• [Task to complete]: Find every line in the listing below that contains the word "furrow" and copy each of those lines out in full.

=== Entries ===

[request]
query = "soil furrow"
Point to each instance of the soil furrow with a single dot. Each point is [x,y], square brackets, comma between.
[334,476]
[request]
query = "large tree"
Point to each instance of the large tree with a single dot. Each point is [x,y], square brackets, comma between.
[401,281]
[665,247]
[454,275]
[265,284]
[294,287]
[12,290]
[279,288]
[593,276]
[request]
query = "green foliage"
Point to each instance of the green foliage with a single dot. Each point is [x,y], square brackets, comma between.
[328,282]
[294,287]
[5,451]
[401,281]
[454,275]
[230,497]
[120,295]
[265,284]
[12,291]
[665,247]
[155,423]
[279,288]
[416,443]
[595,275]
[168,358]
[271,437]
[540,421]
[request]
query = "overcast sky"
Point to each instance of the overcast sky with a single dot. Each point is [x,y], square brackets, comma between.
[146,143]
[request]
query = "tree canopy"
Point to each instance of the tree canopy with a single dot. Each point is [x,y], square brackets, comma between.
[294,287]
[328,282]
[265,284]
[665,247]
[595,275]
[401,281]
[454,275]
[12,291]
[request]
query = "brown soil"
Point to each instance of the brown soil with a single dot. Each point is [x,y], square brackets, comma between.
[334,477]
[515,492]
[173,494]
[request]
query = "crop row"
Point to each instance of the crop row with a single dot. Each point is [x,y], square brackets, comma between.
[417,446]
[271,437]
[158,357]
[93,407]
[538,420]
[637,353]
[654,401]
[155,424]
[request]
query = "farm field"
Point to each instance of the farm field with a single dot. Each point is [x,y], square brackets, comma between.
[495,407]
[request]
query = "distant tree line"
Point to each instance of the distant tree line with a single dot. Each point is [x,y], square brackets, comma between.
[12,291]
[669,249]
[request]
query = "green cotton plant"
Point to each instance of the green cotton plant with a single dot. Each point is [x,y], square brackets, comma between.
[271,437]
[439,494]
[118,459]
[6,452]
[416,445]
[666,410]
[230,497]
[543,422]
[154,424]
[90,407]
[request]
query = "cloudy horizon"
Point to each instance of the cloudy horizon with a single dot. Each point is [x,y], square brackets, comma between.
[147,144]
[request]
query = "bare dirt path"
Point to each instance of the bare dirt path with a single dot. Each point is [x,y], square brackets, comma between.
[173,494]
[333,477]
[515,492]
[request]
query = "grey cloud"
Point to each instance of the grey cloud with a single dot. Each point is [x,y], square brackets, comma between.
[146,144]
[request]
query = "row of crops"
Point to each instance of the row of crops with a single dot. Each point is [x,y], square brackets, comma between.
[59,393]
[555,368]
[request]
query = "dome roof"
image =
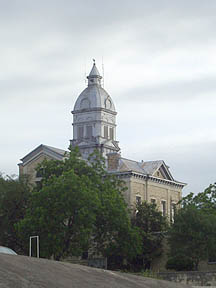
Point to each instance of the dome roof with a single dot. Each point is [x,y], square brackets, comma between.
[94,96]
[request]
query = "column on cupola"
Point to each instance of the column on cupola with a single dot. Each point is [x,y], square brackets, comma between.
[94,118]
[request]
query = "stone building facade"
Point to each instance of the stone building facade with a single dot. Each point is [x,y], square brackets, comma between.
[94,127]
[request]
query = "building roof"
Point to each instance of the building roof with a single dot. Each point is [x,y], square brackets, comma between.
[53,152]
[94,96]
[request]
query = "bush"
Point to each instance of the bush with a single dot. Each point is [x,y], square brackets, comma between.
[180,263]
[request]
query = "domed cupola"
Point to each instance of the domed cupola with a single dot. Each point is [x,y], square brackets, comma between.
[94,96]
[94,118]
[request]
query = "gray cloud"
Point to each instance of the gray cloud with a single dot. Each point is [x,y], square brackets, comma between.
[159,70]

===

• [Complete answer]:
query = "soil furrow"
Point to each instance of the soil furrow with a single dot. Each point is [x,y], square brackets, comma between.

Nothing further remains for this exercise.